**Given task:** Extract exactly the range of lines bounded by the line containing "Objective: for every instance of the spectator" and the final line of the listing, both ends included, and no other lines.

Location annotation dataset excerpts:
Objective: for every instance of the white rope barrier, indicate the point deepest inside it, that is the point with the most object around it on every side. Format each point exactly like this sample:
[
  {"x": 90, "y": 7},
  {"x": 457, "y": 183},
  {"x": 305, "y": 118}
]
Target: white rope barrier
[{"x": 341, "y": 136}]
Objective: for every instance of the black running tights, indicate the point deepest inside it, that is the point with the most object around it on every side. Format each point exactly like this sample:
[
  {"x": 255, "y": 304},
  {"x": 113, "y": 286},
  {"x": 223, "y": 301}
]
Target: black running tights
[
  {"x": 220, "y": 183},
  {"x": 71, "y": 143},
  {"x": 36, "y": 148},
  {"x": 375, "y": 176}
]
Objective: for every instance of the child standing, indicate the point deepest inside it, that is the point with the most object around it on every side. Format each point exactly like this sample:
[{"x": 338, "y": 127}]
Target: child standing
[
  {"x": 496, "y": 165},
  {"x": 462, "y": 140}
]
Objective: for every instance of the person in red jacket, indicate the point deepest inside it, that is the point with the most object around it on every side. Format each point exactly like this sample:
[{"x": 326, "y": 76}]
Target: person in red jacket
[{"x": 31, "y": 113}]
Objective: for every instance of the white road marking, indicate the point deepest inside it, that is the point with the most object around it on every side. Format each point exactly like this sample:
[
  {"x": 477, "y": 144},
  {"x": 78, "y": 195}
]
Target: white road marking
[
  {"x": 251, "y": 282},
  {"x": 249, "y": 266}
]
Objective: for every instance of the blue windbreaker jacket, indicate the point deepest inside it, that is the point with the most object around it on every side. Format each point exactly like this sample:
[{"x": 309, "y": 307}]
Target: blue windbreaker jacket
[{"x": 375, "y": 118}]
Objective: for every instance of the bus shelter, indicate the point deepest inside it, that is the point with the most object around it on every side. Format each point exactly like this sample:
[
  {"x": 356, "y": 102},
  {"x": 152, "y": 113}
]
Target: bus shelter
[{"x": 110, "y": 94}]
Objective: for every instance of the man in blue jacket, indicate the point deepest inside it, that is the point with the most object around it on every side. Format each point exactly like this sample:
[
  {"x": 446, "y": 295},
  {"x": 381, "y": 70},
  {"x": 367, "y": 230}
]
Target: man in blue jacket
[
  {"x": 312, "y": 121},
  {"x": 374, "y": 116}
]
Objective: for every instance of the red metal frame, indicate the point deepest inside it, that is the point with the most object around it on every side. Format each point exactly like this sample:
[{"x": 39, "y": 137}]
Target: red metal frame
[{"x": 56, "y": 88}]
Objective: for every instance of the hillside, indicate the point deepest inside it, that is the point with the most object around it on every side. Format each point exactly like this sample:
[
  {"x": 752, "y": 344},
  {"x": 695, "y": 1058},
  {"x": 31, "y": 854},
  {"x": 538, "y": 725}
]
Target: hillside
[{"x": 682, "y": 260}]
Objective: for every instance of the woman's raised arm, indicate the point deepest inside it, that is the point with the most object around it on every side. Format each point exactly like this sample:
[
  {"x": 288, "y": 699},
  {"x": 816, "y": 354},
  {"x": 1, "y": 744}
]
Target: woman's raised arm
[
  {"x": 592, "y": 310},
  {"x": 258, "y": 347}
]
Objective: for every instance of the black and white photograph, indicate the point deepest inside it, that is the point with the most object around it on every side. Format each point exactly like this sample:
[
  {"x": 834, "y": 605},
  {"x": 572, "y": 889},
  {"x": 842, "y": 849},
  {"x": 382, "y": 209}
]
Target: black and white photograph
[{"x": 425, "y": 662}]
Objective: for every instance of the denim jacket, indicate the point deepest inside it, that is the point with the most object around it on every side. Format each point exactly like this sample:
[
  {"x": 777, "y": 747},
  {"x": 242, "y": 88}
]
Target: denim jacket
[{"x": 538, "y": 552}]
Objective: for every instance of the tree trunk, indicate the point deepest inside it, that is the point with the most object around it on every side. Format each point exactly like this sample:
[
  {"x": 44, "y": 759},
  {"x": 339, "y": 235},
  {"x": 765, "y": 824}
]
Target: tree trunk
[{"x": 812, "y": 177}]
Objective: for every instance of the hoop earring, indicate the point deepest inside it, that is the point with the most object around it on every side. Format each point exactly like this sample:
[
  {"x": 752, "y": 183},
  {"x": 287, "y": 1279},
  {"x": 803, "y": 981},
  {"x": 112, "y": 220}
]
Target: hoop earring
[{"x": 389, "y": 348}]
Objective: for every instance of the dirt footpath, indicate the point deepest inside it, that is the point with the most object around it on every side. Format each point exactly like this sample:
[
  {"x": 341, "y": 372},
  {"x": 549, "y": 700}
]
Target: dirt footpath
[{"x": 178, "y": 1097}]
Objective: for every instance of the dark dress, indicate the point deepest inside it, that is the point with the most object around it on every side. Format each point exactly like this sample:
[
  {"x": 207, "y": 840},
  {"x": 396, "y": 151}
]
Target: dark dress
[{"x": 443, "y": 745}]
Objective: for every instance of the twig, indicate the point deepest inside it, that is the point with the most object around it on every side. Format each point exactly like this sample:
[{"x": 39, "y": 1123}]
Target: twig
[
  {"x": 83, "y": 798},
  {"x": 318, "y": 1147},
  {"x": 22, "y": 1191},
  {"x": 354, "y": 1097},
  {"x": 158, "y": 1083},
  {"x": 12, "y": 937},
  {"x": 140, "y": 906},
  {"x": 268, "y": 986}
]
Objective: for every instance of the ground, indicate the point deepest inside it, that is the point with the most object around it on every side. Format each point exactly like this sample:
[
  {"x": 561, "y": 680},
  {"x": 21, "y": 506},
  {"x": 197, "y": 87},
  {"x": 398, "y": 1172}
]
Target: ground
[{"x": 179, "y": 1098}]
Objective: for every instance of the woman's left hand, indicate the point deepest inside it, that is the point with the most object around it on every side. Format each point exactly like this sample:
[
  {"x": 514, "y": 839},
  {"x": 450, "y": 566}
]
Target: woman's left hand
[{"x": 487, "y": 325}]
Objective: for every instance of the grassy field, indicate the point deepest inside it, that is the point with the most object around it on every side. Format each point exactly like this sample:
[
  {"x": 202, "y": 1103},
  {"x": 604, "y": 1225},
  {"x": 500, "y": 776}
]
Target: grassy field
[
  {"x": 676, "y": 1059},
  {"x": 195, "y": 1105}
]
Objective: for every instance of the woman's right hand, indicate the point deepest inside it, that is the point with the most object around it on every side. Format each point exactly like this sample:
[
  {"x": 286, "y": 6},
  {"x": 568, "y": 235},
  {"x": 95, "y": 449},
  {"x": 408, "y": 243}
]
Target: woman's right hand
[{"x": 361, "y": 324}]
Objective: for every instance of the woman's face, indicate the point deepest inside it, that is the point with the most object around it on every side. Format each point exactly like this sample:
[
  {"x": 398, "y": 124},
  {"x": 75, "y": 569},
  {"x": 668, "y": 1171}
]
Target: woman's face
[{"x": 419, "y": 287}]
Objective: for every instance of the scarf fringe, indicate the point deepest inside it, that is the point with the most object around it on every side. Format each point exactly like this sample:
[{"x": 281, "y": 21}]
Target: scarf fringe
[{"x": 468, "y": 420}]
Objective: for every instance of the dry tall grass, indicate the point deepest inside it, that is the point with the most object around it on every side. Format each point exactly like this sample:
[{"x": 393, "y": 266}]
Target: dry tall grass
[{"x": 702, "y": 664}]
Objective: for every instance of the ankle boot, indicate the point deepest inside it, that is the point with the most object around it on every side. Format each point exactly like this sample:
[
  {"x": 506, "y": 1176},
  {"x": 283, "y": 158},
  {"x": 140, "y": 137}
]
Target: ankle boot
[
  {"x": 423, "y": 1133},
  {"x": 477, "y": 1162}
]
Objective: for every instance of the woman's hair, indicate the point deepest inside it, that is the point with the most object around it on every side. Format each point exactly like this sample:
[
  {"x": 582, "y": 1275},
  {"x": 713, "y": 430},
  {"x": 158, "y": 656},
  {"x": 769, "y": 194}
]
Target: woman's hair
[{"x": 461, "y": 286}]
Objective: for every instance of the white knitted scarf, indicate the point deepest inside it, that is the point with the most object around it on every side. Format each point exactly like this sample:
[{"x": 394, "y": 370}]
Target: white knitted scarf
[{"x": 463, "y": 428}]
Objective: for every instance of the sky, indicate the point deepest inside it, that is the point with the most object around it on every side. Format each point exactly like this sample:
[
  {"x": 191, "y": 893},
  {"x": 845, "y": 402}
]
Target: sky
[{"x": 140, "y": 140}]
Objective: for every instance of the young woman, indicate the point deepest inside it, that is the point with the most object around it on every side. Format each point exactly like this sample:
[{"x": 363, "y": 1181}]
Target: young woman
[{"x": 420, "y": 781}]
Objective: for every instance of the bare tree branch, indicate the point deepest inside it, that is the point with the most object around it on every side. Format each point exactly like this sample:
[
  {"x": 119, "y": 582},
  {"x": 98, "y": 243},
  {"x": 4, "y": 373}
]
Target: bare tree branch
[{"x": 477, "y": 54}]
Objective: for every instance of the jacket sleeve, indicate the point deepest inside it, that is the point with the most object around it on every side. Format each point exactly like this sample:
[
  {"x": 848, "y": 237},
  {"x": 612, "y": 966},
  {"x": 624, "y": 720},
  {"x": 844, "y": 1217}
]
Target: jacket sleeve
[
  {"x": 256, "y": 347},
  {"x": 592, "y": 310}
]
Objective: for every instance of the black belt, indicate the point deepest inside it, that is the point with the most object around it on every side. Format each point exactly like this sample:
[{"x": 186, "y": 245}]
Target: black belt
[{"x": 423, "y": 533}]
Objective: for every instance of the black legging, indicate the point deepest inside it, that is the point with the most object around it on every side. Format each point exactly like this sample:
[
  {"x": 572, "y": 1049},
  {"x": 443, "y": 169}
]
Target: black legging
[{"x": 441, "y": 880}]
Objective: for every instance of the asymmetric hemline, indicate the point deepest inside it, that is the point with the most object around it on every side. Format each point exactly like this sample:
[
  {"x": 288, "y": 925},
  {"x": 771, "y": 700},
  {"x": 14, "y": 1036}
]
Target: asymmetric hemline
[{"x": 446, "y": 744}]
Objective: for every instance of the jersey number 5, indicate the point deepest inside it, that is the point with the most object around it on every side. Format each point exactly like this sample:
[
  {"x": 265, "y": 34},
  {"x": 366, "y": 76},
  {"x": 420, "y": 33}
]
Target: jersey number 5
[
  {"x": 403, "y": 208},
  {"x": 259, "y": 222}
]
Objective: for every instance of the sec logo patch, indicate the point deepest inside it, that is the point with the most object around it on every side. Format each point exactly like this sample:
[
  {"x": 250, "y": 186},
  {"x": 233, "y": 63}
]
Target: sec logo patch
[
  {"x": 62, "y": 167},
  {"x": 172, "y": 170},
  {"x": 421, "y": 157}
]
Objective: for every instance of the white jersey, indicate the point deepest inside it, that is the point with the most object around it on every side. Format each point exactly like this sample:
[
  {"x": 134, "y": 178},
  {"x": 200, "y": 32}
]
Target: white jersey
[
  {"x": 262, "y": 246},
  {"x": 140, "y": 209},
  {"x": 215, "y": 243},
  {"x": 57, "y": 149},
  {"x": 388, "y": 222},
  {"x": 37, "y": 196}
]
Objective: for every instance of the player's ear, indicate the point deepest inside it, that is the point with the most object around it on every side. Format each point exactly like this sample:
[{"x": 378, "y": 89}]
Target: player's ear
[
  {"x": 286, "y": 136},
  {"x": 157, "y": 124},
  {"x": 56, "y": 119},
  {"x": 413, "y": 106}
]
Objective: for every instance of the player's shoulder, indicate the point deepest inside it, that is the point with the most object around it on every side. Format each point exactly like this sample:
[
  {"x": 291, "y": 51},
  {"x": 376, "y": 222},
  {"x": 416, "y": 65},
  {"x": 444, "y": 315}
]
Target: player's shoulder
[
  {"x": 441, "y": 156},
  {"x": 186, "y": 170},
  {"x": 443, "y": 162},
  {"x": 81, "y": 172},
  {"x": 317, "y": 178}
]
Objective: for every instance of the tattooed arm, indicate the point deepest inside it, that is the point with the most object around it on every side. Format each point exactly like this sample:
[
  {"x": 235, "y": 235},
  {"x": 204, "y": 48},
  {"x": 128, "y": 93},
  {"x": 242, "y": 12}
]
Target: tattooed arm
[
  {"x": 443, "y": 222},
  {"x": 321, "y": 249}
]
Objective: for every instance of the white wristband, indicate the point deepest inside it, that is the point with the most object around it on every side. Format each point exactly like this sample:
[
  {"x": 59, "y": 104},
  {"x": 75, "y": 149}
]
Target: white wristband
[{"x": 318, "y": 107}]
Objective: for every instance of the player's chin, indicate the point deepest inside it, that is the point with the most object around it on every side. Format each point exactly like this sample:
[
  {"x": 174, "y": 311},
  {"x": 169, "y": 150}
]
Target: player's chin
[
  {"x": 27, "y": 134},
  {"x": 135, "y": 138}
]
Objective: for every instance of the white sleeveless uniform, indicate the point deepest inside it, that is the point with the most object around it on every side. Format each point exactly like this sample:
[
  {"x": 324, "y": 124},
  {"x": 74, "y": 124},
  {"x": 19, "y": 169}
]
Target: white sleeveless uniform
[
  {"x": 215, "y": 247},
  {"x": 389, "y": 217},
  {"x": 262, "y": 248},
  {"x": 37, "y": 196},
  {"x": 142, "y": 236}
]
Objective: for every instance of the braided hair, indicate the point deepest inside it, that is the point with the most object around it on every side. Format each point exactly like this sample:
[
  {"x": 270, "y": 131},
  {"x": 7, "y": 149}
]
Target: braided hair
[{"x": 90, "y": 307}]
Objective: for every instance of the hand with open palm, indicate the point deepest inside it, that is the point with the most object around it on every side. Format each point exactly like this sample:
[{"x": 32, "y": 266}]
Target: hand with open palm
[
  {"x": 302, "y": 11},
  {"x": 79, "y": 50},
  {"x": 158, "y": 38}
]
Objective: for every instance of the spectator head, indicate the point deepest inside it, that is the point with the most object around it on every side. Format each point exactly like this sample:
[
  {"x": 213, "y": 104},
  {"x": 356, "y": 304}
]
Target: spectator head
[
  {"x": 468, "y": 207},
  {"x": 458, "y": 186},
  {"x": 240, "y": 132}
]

**Solution to this problem:**
Objective: for every instance of the spectator head, indicate the point deepest inside it, that is the point with the most object around it on every side. Format each point exactly like this sample:
[
  {"x": 213, "y": 104},
  {"x": 356, "y": 304}
]
Target: spectator head
[
  {"x": 468, "y": 207},
  {"x": 458, "y": 186},
  {"x": 240, "y": 132}
]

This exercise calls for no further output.